Texto fornecido:
* * * * *

REVISTA GESTÃO UNIVERSITÁRIA – 04/03/2020 – BELO HORIZONTE, MG

NÃO PENSE! RESPONDA CERTO

PROF. DR. DÊNIO MÁGNO DA CUNHA[I]

Início de aula. Aproximadamente 60 alunos em sala. Primeiro dia no ensino superior para a maioria deles. Começo dizendo que naquele espaço terá privilégio a maior habilidade do “ser humano”: o pensamento. Pense e logo você existirá; continue apenas escolhendo a resposta certa e logo, você desaparecerá na multidão – isso eu não disse, mas deveria ter dito. Pensei com meus botões: como engajá-los no espaço sagrado do conhecimento. Como conduzi-los pelos salões por onde passa a evolução humana?

A experiência de duas décadas, percorrendo salas do saber, indicavam que poucos agem como se estivessem na Universidade, o espaço físico-temporal dedicado a formação da elite do pensamento crítico em uma sociedade carente. A maioria dos estudantes e também dos operários-professores, veem na universidade apenas mais uma etapa na aquisição de conteúdo. Uma etapa que precisa ser cumprida (apenas) para que se possa ter posse de um título profissional e quem sabe, garantir a sobrevivência futura. Depois, nada mais… trabalho, constituição de uma família, filhos e a repetição de um ciclo de centenas de anos, iguais na vida de milhares[1]. Poucos, muito poucos, compreendem e agem como sendo a Universidade o espaço de aprimoramento e aperfeiçoamento do Ser Humano; momento próprio para a construção da tão almejada transformação/construção da sociedade do futuro. Essa incompreensão tem feito com que aquele espaço seja literalmente jogado fora, (exagero meu, obviamente) do ponto de vista da transformação do País.

Professores de Universidades públicas, acomodaram-se realizando o mínimo que deles é exigido; aproveitando sua estabilidade, tornaram-se mais do que estáveis. Os dirigentes, fazendo ginástica diante dos cortes de verbas e ao mesmo tempo, dependentes das políticas governamentais, acatam toda e qualquer orientação de seu mantenedor, sem questioná-las, sem criticá-las à luz de sua experiência. Nas instituições privadas, voltadas para resultados financeiros, o professor é um operário na linha de produção, no chão de fábrica, repetindo, da mesma forma que nas públicas, orientações de cima, sob pena de perderem seus empregos, tão necessários. A instabilidade e a insegurança são companheiras do trabalho.

Não me desculpem, leitores. Fiquem ofendidos, sintam-se agredidos e ultrajados. Vou lhes dizer que a escola de hoje, diante deste quadro, não passa de uma máquina de produzir mão-de-obra para o mercado de consumo.

De modo geral, a expressão “todos são somente tijolos na parede” faz agora mais sentido do que nunca. Do ensino básico ao superior, vemos o aluno passando por professores bem treinados na arte de repetir conteúdos, desprovidos de dúvidas, tão insatisfeitos de se sentirem ser “somente tijolos na parede”. Afinal, todos são reféns, do ensino básico ao superior; da escola municipal à universidade estatal. Todos repetindo igualmente a cartilha do mercado de trabalho.

* * * * *

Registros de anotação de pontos

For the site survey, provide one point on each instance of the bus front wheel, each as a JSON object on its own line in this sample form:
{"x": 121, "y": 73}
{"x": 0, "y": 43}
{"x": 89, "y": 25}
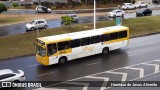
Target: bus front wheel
{"x": 105, "y": 51}
{"x": 62, "y": 60}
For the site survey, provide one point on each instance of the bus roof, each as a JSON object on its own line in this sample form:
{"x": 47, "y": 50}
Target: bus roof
{"x": 76, "y": 35}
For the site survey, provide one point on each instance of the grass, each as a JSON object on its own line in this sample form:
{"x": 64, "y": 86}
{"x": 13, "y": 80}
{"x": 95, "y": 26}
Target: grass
{"x": 10, "y": 20}
{"x": 18, "y": 45}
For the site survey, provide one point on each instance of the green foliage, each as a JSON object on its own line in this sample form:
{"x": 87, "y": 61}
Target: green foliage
{"x": 103, "y": 1}
{"x": 67, "y": 20}
{"x": 15, "y": 4}
{"x": 127, "y": 1}
{"x": 2, "y": 8}
{"x": 133, "y": 1}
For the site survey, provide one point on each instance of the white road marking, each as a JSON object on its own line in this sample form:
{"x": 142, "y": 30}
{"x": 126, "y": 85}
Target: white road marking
{"x": 93, "y": 63}
{"x": 48, "y": 89}
{"x": 142, "y": 50}
{"x": 134, "y": 55}
{"x": 44, "y": 74}
{"x": 104, "y": 83}
{"x": 32, "y": 65}
{"x": 85, "y": 84}
{"x": 124, "y": 77}
{"x": 156, "y": 66}
{"x": 144, "y": 76}
{"x": 108, "y": 71}
{"x": 141, "y": 74}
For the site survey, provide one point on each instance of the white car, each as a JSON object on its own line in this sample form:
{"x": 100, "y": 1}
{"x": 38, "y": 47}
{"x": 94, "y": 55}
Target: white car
{"x": 128, "y": 6}
{"x": 74, "y": 16}
{"x": 116, "y": 13}
{"x": 42, "y": 9}
{"x": 140, "y": 4}
{"x": 36, "y": 24}
{"x": 10, "y": 75}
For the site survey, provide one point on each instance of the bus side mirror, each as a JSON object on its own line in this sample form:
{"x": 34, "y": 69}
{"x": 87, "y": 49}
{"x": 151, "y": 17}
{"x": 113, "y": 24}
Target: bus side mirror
{"x": 34, "y": 44}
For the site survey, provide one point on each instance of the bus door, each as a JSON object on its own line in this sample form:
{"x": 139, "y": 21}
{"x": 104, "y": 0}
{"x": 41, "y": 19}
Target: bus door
{"x": 52, "y": 53}
{"x": 76, "y": 48}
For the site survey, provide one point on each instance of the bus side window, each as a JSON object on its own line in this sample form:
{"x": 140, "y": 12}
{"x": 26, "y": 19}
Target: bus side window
{"x": 85, "y": 41}
{"x": 105, "y": 37}
{"x": 95, "y": 39}
{"x": 113, "y": 35}
{"x": 122, "y": 34}
{"x": 63, "y": 45}
{"x": 75, "y": 43}
{"x": 52, "y": 49}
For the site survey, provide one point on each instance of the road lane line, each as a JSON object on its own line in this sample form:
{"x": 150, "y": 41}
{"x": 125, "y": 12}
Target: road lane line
{"x": 124, "y": 77}
{"x": 93, "y": 63}
{"x": 155, "y": 65}
{"x": 76, "y": 83}
{"x": 48, "y": 89}
{"x": 144, "y": 76}
{"x": 102, "y": 72}
{"x": 141, "y": 74}
{"x": 104, "y": 83}
{"x": 32, "y": 65}
{"x": 44, "y": 74}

* * * * *

Sua tarefa:
Por favor, indique quantos alunos havia aproximadamente em sala no início da aula descrita no texto sobre a universidade.

Resultado da tarefa:
Aproximadamente 60 alunos.